___ Excerpted data
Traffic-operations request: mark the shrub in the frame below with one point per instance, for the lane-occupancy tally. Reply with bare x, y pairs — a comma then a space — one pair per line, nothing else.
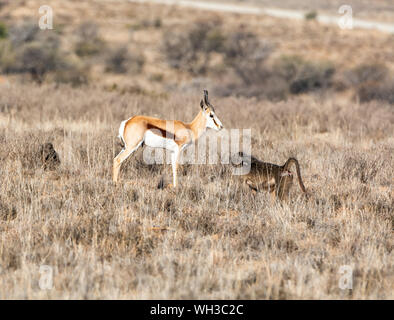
89, 42
22, 33
3, 31
303, 76
37, 61
72, 72
245, 54
121, 61
190, 50
371, 82
311, 15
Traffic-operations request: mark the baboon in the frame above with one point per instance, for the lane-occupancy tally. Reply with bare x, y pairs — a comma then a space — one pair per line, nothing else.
270, 177
49, 157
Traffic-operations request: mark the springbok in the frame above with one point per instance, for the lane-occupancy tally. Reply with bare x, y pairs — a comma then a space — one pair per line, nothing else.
171, 135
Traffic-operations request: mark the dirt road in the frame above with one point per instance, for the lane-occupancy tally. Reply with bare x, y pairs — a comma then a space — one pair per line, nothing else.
280, 13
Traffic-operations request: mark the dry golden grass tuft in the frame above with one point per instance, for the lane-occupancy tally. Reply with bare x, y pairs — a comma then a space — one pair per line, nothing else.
210, 239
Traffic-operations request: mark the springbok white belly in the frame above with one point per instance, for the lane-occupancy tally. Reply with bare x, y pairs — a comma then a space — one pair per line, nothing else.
156, 141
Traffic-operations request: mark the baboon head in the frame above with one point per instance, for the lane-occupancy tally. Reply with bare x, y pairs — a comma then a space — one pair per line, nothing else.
49, 156
213, 121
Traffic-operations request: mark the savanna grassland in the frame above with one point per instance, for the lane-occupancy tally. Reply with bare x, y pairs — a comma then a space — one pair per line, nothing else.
314, 92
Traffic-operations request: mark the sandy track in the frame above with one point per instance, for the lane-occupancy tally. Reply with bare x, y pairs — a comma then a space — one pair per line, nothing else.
274, 12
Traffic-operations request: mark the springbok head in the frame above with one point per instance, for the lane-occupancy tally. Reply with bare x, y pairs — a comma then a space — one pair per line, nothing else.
208, 110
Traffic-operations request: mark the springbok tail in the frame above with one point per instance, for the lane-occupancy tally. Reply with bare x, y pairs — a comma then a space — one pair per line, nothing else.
121, 132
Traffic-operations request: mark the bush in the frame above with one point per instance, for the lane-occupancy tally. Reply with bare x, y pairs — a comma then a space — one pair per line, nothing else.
37, 61
245, 54
72, 72
311, 15
22, 33
89, 42
37, 52
121, 61
303, 76
3, 31
190, 50
371, 82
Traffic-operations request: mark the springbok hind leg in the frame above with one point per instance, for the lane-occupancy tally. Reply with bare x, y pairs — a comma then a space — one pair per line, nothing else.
174, 164
122, 156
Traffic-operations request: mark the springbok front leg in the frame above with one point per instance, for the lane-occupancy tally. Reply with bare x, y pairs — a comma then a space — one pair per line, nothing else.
122, 156
174, 164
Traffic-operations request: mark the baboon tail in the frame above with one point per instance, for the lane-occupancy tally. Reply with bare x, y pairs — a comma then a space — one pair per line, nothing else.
286, 166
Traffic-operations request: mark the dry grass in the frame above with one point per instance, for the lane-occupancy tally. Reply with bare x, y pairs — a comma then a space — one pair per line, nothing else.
211, 239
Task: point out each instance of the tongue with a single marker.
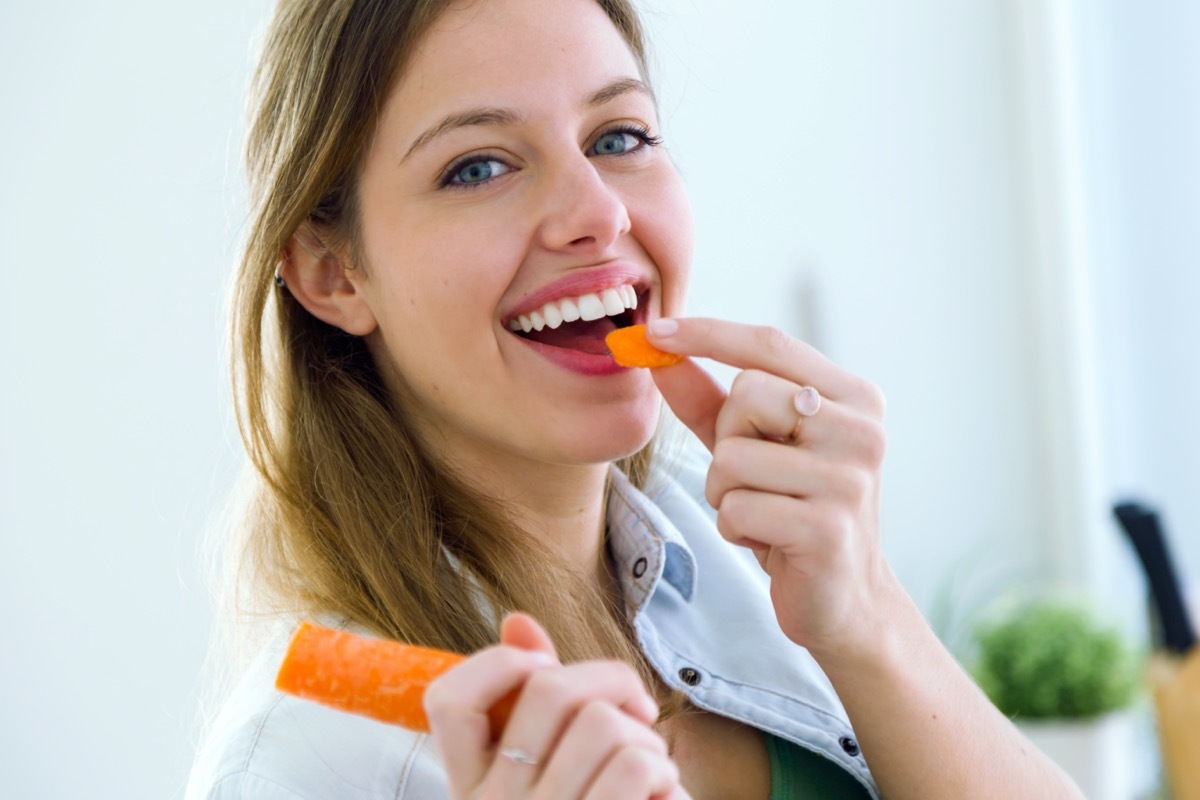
______
- Try it -
Can the lines from the one with "Traffic-operations request: mark the baboon tail" to the end of the records above be quoted exactly, both ends included, with every picture omitted?

- Expected output -
Traffic-operations request: mark the baboon tail in the frame above with one point per instance, for the lane-occupancy tally. Reply with bare x, y pairs — a comma then a space — one pair per line, nothing else.
286, 166
Traffic-operations request: mark the dry grass in the frame above with one point per instance, for the lane-occupancy tally. Reply with bare x, y pairs — a comma then a space — one pair per line, nothing else.
211, 239
Task: point out each instance of the tongue with a single marker.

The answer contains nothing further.